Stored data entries
━━━━━━
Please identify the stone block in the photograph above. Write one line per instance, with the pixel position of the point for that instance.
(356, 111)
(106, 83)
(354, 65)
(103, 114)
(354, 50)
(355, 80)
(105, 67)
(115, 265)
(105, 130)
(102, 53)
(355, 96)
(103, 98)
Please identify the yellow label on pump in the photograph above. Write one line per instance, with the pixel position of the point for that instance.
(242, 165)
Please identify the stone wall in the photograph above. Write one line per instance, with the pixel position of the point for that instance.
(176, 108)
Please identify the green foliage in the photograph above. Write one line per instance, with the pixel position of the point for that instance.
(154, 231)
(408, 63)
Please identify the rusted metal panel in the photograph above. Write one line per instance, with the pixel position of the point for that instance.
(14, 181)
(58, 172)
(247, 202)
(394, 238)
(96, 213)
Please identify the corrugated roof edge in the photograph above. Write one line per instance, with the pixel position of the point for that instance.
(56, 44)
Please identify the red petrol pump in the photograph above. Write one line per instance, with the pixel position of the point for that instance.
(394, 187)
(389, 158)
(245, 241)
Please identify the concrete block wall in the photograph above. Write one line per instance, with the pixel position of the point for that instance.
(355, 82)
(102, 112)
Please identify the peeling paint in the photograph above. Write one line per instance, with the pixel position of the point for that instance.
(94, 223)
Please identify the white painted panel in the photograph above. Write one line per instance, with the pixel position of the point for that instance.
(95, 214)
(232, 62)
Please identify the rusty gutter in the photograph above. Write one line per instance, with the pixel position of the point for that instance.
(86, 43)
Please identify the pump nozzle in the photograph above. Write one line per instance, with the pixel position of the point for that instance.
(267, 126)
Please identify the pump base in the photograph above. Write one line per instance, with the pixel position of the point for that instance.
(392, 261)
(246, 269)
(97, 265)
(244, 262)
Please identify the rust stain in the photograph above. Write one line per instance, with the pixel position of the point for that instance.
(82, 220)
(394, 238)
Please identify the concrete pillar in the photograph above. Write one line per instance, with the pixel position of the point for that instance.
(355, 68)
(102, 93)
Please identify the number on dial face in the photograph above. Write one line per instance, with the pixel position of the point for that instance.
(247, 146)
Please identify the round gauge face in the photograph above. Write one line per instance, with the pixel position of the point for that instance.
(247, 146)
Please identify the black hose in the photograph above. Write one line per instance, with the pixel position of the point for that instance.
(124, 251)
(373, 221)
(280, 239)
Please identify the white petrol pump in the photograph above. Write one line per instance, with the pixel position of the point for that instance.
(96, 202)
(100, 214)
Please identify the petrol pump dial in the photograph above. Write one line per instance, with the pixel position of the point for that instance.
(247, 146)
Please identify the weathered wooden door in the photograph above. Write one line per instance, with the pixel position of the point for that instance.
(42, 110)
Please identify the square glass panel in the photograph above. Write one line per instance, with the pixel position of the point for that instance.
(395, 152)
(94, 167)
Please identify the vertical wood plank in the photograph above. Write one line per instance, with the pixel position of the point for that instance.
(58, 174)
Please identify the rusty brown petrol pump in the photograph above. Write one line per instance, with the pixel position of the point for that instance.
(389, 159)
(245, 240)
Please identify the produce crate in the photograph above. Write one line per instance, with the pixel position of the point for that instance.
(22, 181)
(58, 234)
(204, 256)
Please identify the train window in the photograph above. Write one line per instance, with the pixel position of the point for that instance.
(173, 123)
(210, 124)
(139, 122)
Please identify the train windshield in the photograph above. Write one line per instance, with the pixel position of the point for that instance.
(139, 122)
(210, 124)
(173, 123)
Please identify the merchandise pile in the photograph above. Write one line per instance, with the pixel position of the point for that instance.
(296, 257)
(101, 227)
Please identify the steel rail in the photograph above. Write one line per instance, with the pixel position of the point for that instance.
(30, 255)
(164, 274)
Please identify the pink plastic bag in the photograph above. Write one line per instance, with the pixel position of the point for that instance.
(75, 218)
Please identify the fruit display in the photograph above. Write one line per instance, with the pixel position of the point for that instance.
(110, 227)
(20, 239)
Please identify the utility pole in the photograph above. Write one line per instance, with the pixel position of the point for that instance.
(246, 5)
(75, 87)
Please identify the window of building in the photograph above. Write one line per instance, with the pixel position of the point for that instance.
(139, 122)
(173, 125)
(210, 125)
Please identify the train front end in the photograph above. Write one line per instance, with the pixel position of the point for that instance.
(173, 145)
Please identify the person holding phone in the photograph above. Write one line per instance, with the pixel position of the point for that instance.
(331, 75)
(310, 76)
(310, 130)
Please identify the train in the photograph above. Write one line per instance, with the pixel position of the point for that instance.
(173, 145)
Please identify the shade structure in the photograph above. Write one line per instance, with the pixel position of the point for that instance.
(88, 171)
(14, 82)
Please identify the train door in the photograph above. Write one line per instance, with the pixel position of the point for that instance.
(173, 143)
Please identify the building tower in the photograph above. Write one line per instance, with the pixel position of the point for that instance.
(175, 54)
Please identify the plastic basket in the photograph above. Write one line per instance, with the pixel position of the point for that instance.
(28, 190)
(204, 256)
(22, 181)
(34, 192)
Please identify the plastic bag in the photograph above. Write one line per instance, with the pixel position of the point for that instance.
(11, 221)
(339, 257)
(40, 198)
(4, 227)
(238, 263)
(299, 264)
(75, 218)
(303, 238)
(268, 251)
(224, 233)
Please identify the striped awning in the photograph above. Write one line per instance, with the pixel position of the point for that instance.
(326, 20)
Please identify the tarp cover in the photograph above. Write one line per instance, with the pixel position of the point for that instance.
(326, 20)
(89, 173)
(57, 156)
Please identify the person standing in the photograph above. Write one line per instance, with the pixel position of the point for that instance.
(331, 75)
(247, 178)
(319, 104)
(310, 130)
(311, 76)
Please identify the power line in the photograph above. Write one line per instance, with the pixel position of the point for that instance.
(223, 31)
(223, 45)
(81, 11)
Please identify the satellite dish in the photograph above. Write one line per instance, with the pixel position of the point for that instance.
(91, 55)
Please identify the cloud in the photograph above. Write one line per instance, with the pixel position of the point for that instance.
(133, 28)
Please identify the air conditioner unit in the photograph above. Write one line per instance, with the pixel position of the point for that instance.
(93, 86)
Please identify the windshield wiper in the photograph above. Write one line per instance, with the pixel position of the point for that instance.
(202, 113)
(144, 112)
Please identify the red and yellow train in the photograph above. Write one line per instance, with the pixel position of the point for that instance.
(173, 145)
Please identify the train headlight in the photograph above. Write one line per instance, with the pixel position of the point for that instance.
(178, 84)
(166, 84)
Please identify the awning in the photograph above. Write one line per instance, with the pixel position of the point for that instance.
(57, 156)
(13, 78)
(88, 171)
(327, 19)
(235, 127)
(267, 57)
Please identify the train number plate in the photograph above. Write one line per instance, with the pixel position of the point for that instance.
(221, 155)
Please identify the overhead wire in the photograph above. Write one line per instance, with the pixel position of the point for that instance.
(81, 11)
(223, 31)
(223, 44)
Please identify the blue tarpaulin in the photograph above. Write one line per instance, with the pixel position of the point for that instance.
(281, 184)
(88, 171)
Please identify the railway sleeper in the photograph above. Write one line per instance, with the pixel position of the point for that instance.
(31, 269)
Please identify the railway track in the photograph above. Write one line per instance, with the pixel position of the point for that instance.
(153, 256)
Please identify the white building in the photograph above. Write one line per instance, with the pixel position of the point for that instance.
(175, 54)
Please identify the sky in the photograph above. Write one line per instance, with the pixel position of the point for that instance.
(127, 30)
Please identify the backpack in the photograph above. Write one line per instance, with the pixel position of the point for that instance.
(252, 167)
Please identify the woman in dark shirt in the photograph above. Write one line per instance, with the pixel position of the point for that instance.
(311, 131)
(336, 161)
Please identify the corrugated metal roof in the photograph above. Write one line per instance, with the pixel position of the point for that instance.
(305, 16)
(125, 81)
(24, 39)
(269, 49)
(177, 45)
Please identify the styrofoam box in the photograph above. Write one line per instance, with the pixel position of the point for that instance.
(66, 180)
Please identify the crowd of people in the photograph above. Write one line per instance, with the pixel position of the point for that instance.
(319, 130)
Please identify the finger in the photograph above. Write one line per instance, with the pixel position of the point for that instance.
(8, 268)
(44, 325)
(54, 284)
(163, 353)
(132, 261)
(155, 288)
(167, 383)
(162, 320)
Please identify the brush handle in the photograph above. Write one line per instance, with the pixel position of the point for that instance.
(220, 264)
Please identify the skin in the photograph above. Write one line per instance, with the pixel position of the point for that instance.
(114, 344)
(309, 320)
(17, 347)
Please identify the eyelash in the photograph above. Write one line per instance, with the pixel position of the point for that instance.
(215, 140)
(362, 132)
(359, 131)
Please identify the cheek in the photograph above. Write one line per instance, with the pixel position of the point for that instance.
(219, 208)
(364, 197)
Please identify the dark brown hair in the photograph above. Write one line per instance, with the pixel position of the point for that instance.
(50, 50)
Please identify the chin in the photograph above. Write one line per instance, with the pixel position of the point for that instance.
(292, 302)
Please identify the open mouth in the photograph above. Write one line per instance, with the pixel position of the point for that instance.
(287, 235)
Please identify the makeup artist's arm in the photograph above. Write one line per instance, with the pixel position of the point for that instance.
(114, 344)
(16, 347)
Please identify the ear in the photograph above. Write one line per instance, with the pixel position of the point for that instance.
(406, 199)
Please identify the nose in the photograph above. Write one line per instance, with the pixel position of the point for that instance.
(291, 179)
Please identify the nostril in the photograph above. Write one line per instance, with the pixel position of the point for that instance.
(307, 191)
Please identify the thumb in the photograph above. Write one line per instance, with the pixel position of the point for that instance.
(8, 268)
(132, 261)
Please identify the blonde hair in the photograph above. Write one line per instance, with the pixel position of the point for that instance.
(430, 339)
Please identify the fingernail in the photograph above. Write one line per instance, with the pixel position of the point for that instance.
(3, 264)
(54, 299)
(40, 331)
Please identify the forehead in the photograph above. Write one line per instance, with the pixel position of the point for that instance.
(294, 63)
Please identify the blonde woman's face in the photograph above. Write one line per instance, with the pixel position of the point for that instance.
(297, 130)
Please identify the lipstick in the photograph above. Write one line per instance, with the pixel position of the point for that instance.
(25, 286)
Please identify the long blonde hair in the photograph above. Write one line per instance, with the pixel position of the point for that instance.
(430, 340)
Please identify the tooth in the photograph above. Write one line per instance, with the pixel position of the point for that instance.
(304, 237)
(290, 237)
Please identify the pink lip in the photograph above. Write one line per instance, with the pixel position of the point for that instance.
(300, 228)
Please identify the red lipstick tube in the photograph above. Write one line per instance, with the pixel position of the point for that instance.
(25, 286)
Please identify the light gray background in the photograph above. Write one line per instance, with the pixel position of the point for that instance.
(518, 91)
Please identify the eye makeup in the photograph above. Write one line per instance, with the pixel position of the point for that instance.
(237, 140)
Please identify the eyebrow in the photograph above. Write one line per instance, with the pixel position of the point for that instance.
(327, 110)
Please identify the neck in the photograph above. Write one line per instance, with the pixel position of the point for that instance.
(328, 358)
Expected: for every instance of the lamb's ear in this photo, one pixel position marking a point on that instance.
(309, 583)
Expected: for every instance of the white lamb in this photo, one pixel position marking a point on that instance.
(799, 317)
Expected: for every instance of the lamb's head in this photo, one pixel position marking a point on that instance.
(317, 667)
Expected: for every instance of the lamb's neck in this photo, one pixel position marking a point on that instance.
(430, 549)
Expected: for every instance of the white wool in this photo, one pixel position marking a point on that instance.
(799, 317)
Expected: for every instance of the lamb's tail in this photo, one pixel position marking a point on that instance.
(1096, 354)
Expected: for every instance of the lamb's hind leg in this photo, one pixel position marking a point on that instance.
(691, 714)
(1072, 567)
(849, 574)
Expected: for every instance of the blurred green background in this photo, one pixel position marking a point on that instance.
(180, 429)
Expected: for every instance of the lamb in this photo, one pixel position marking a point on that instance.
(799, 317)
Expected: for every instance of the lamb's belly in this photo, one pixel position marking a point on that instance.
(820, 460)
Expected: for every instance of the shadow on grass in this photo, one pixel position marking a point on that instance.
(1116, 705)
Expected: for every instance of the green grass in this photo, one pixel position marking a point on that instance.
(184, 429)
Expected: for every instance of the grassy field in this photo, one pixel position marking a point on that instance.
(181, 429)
━━━━━━
The required output is the exact run of lines from the one with "Expected: for every instance of the white wool" through the final line of the entries.

Task answer
Expected: for every instance of the white wool in this photo, one pixel position marking a point on that instance.
(799, 317)
Expected: for every instance of the lamb's tail in this photo, one pixel position marking a point on that instance.
(1096, 354)
Expected: for every instance of the lamb's hind leg in this photo, one pixel position marking a point on that instance.
(691, 714)
(1072, 567)
(849, 574)
Expected: for every instance of the blurred green background in this photo, one pixel position marking a point on that instance.
(180, 429)
Expected: for every instance of the lamb in this photo, one pixel position marking a point on that instance.
(799, 317)
Expected: for every instance of the lamb's belly in this photo, one pixel position marking a point on that instance.
(820, 460)
Expected: for every instance of the shadow on grass in this photo, one pixel position marking a point on that instance.
(1116, 705)
Expected: for every instance of the green grass in this photo, one pixel position marking a point on that instance.
(184, 429)
Expected: for every instance of the grassy field in this photo, one pixel position marking a point on that instance.
(181, 429)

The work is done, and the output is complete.